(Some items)
----

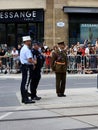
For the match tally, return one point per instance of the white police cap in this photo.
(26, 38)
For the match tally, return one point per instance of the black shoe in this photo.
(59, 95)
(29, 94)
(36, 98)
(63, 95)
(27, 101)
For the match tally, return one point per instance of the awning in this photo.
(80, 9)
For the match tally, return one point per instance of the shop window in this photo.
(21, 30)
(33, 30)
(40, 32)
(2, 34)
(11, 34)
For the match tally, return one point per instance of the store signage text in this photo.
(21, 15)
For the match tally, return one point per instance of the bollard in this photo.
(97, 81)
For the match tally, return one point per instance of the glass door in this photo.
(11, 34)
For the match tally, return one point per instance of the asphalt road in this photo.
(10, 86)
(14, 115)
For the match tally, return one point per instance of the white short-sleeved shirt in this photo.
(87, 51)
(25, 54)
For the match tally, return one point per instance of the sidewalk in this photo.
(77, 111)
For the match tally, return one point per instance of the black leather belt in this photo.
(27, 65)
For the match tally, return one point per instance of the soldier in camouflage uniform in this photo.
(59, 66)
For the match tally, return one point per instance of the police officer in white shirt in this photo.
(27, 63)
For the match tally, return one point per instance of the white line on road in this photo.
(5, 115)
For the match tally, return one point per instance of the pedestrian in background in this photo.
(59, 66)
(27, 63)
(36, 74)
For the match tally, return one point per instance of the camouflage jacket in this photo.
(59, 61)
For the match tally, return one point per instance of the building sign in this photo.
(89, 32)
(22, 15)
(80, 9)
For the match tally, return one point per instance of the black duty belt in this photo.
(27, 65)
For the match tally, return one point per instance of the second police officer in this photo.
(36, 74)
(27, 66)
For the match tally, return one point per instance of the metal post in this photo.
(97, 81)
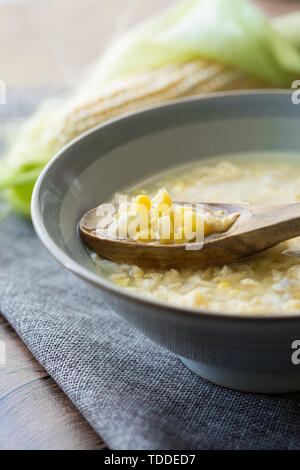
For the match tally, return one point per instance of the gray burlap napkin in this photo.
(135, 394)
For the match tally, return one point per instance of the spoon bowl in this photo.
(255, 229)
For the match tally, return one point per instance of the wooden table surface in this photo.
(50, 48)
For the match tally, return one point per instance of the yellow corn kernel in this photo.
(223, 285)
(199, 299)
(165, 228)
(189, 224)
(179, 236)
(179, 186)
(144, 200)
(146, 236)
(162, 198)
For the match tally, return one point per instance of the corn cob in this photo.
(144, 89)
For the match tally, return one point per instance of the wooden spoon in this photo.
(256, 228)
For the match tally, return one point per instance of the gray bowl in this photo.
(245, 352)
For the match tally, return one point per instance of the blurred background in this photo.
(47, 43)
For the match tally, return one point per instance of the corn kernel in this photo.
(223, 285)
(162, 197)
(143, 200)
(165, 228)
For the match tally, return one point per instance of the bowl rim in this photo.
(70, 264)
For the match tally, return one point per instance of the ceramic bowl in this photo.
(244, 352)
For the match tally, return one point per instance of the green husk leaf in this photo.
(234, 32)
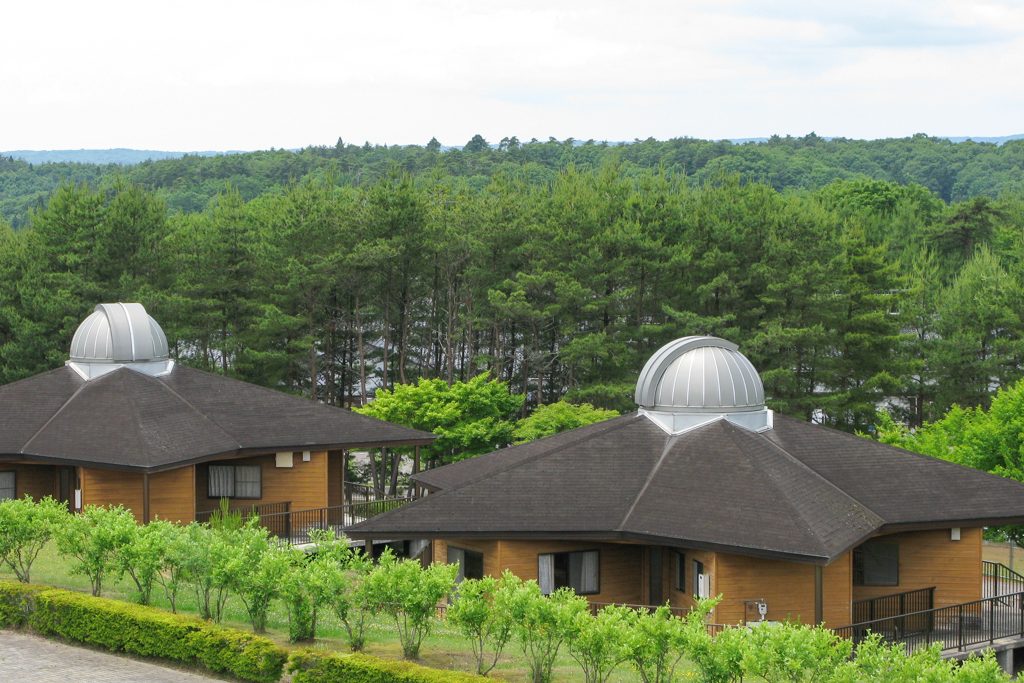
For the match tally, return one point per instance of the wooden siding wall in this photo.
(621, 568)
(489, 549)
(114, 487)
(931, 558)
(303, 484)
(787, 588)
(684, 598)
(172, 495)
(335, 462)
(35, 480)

----

Copy all of the items above line for line, without any changes. Leave the pictures out of your copy.

CORRECT RESPONSE:
For the match tally, return one point per instance of the white police cap in this photo.
(26, 38)
For the match tally, return one point per instance of the black shoe in this photo.
(59, 95)
(29, 94)
(36, 98)
(63, 95)
(27, 101)
For the match tally, return one point per instance of the awning in this photo.
(80, 9)
For the match tally, return one point per instance of the shop window in this photo.
(21, 30)
(33, 30)
(40, 32)
(2, 34)
(11, 34)
For the match tally, return one point per instance of the store signage text in this photo.
(21, 15)
For the match tally, return one point per instance of the bollard in this photo.
(97, 81)
For the match tally, return one point per instance of the glass door in this photo.
(11, 34)
For the match tally, return one point per instance of the asphalt road in this photo.
(10, 86)
(14, 115)
For the match tally, return one point per instance of the white short-sleeved shirt in this photo.
(87, 51)
(25, 54)
For the match tally, return one point per instance of the sidewalk in this photo.
(77, 111)
For the match tally, return one point per instance of the black leather belt in this photo.
(27, 65)
For the match tally, return one point per instance of the soldier in camouflage uniform in this photo.
(59, 66)
For the match tally, return one point per instance of the police officer in white shirt in this photo.
(27, 63)
For the match tally, return one point per instance of the white line on road in this photo.
(5, 115)
For the match tally, return one point per instance of the pedestrian in background in this photo.
(59, 66)
(27, 63)
(36, 74)
For the match tally, return one point per instance of the camouflage jacket in this photo.
(59, 61)
For the match tally, return one point per instance of the building sign in this photo.
(89, 32)
(22, 15)
(80, 9)
For the match tally, return one point per instance of the black duty belt in this photo.
(27, 65)
For the match tally, return one point per instance of the second police officer in this photo.
(36, 74)
(27, 66)
For the match tally, return one point per instance of the metal post in this photo.
(97, 81)
For the match tally, return one point per instance of the gray burlap napkin in this photo.
(135, 394)
For the match tally, return one point per instance of the spoon bowl in this photo.
(255, 229)
For the match tally, return one point per instance of the wooden table surface in this photo.
(50, 48)
For the match tally, return one point per instance of the yellow corn kernel in this photo.
(223, 285)
(199, 299)
(165, 228)
(189, 224)
(179, 236)
(179, 186)
(144, 200)
(146, 236)
(162, 198)
For the match tally, return one point per instance of the corn cob in this photo.
(144, 89)
For the match tally, return one point per instance of the wooden spoon in this photo.
(256, 228)
For the match tally, return one point per instance of the gray bowl in this photo.
(245, 352)
For the match tally, return one point per instance of the blurred background in this photo.
(47, 43)
For the match tally, return one point per instance of the corn kernel in this photo.
(223, 285)
(162, 197)
(143, 200)
(165, 228)
For the match tally, return one point per instance of the bowl rim in this photo.
(70, 264)
For the match tally, return one point per instance of the ceramic bowl in this photo.
(244, 352)
For the match tally, return one point per instance of the green husk leaf in this photo.
(234, 32)
For the match tally, return one point per instance of the wooden siding wall in this photo.
(621, 568)
(489, 549)
(114, 487)
(931, 558)
(303, 484)
(787, 588)
(684, 598)
(172, 495)
(335, 462)
(35, 480)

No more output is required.